[Teks yang Diberikan]:
------------------------------
Fintech Ilegal Bertebaran, Kominfo Janji Berburu dan Menindak
- ANTARA FOTO/Aprillio Akbar
VIVA – Otoritas Jasa Keuangan telah memblokir dan menghentikan kegiatan 404 penyelenggara Peer-to-Peer Lending ilegal. Langkah itu juga dibarengi dengan koordinasi bersama sejumlah kementerian dan lembaga terkait lain, termasuk Kementerian Komunikasi dan Informatika.
Sebagai bagian dari Satgas Waspada Investasi bersama OJK, Menteri Kominfo, Rudiantara memastikan, pihaknya akan terus berperan aktif dalam melacak dan menjaring, serta menindak aplikasi penyelenggara P2P Lending ilegal.
"OJK itu punya daftar fintech yang legal. Nah, di luar itu ilegal. Pola pikirnya dibalik. Kalau berdasarkan yang legal susah. Pokoknya, saya sasar yang di luar daftar disediakan OJK itu," kata Rudiantara di Gedung BEI, Jakarta, Kamis 13 Desember 2018.
"Jadi, kalau ada yang menawarkan layanan jasa keuangan menggunakan teknologi atau fintech, tapi di luar (daftar OJK) ini, ya sudah langsung block aja," ujarnya menambahkan.
------------------------------
[Cuplikan Sumber]:
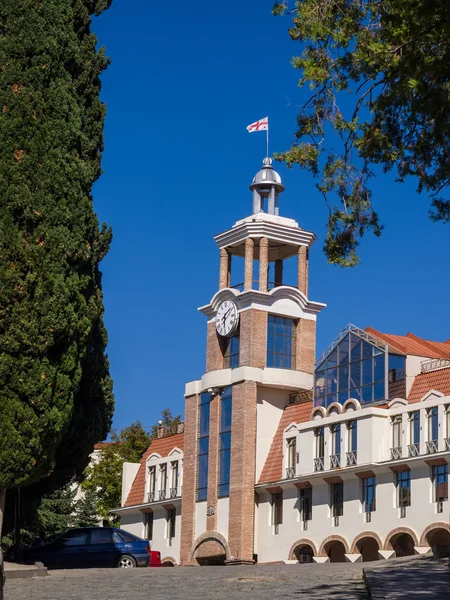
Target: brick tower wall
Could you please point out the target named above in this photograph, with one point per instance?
(242, 475)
------------------------------
[Daftar Tugas]:
• a. Jawablah pertanyaan berikut berdasarkan teks tentang fintech ilegal.
(i) Berapa penyelenggara Peer-to-Peer Lending ilegal yang telah diblokir dan dihentikan kegiatannya oleh Otoritas Jasa Keuangan?
(ii) Di gedung mana Rudiantara memberikan pernyataannya?
(iii) Menurut Rudiantara, tindakan apa yang diambil terhadap layanan fintech yang berada di luar daftar OJK?
• b. Lanjutkan teks tentang fintech ilegal, dimulai setelah kalimat terakhirnya.

[Jawaban]:
• a.
(i) Sebanyak 404 penyelenggara.
(ii) Di Gedung BEI, Jakarta.
(iii) Layanan itu langsung diblokir.

• b.
Rudiantara juga mengaku terus bekerja sama dengan pihak Google, dalam upaya melacak dan memblokir semua aplikasi fintech ilegal yang terindikasi di Playstore.
Selain itu, lanjut Rudiantara, pihaknya juga masih membuka dan menerima aduan masyarakat, terkait fintech ilegal tersebut, dan melakukan kroscek berdasarkan daftar fintech legal dari OJK.
"Berarti, kalau enggak ada (di daftar OJK) ya ilegal, gitu aja. Itu berdasarkan laporan masyarakat. Tetapi, kami juga pro aktif, berapapun dari OJK, kami crawling secara reguler tiap hari. Kalau ketemu layanan fintech, tetapi tidak Ada di situ, saya blok. Sederhana aja," kata Rudiantara.
Saat ditanya mengenai ditemukannya 20 fintech penyelenggara P2P Lending pelanggar aturan yang ternyata sudah terdaftar di OJK, Rudiantara pun mengaku bahwa ranah itu sudah bukan lagi kewenangan pihaknya, melainkan langsung di bawah kontrol OJK.
"Nah, kalau terdaftar (di OJK), Kominfo enggak bisa apa-apa. Itu kan, urusan antara fintech-nya dalam konteks aturan hukum. Urusan saya kan, at least (fintech) yang ilegal, yang digital," ujarnya. (asp)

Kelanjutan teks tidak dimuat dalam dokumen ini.